Document segment:
______
Iran is showcasing successful cyberattacks afflicting its enemies to distract from its cyber security woes on the home front.
SETH J. FRANTZMAN
OCTOBER 27, 2021 11:45
In the wake of reports that Iran suffered a cyber attack that led to the disruption of gas stations, the Iranian media has been tasked with putting a positive face and spin on the problem. So what is the best defense? A good offense.
Iran’s Tasnim News claimed that six months ago there was a massive cyber attack on a US fuel network. It quotes US media as reporting on the Colonial Pipelines incident in which a US fuel pipeline was shut down. According to reports at the time on May 14 the company had paid a “cyber-criminal gang” to prevent a data leak.
“One of the fuel transmission lines of the American company ‘Colonial’ was attacked by the ransomware of a hacker group living in Eastern Europe called ‘Darkside’” Iran’s media says.
The Biden government declared a state of emergency on Sunday, May 9, 2021, and he himself stated that he was concerned about the possible scale of the accident. The hackers seized 100 gigabytes of network information, Tasnim says. 10,000 gas stations were affected because they ran low on fuel.
This is Iran’s answer to its own cyber failure and the disruptions at home. It wants to make it seem like “this happens everywhere.” Iran media therefore also put out reports about a hospital in Israel that suffered a cyber attack and other cyber incidents in Israel. The implication from these reports, at Fars News, is that Israel is suffering cyberattacks. Iran claims to rely on “Zionist” media for its reports. It claims that a “hacker group had leaked intelligence files related to the regime’s army, which included information about hundreds of soldiers.” It claimed the cyber incident revealed details of soldiers in a “combat battalion of forces of the Zionist army.”
Iran Gas prices 298.88 (credit: AP)
The report on Fars news website in Iran even links to the Ynet article in Hebrew from Wednesday morning. The article refers to the “Moses staff” hacker group and a cyberattack that “published alleged IDF information files containing names, telephone numbers” and other details. This report also noted a previous report in 2019 that “Israel says Iran hacked ex-general [Benny] Gantz’s phone.”
______
Input data:
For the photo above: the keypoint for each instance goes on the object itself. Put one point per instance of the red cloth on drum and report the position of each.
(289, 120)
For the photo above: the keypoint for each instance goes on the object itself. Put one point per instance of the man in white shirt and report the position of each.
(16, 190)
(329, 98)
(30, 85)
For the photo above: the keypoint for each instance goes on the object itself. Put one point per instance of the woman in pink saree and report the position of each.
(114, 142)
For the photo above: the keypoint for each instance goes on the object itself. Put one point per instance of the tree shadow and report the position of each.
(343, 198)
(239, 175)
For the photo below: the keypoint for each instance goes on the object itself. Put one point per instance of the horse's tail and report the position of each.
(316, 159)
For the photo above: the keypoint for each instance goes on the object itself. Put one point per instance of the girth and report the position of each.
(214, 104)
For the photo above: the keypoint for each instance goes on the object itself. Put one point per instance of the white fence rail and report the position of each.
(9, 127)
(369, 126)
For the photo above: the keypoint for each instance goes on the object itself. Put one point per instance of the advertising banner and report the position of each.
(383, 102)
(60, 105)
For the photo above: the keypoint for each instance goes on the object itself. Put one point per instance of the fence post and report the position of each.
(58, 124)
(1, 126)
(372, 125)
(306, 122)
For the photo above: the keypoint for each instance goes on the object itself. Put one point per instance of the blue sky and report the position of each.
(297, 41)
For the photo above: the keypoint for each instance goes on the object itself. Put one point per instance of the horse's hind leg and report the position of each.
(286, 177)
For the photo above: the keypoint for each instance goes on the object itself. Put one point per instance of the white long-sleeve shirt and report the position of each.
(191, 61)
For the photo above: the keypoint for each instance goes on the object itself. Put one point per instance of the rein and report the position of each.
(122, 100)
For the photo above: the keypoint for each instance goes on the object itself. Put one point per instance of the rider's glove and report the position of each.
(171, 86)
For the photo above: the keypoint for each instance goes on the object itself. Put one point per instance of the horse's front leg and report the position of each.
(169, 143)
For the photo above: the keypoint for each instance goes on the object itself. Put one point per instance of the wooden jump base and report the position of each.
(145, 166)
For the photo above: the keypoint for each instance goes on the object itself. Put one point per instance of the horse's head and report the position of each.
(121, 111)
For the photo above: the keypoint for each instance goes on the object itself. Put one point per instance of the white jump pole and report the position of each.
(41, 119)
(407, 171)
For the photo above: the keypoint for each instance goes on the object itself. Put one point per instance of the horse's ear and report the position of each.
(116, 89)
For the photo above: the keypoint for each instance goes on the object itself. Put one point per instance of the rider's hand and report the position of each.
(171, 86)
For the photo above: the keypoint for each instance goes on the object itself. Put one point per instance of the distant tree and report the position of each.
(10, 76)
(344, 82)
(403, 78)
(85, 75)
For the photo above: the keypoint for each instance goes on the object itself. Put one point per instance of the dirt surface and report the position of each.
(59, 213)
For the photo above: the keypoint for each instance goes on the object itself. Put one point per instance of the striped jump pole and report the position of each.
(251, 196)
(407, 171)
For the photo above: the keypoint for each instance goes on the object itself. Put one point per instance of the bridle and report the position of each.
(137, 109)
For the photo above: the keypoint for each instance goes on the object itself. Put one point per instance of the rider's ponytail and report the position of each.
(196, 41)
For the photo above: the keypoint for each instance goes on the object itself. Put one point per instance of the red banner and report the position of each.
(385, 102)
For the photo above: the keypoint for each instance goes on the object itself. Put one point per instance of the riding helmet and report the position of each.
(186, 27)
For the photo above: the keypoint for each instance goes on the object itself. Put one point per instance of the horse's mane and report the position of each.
______
Activity list:
(a) In the article on Iran's cyber troubles, change "gas stations" to "fuel depots" and give the passage again, starting at "SETH J. FRANTZMAN" and ending at "A good offense.".
(b) Answer these about the article on Iran's cyber troubles:
(i) What was the hacker group that attacked Colonial called, according to Iran's media?
(ii) How many gas stations in the US were affected?
(iii) Which hacker group does the Ynet article refer to?

Answers for the exercise:
(a)
SETH J. FRANTZMAN
OCTOBER 27, 2021 11:45
In the wake of reports that Iran suffered a cyber attack that led to the disruption of fuel depots, the Iranian media has been tasked with putting a positive face and spin on the problem. So what is the best defense? A good offense.

(b)
(i) Darkside
(ii) 10,000
(iii) The "Moses staff" hacker group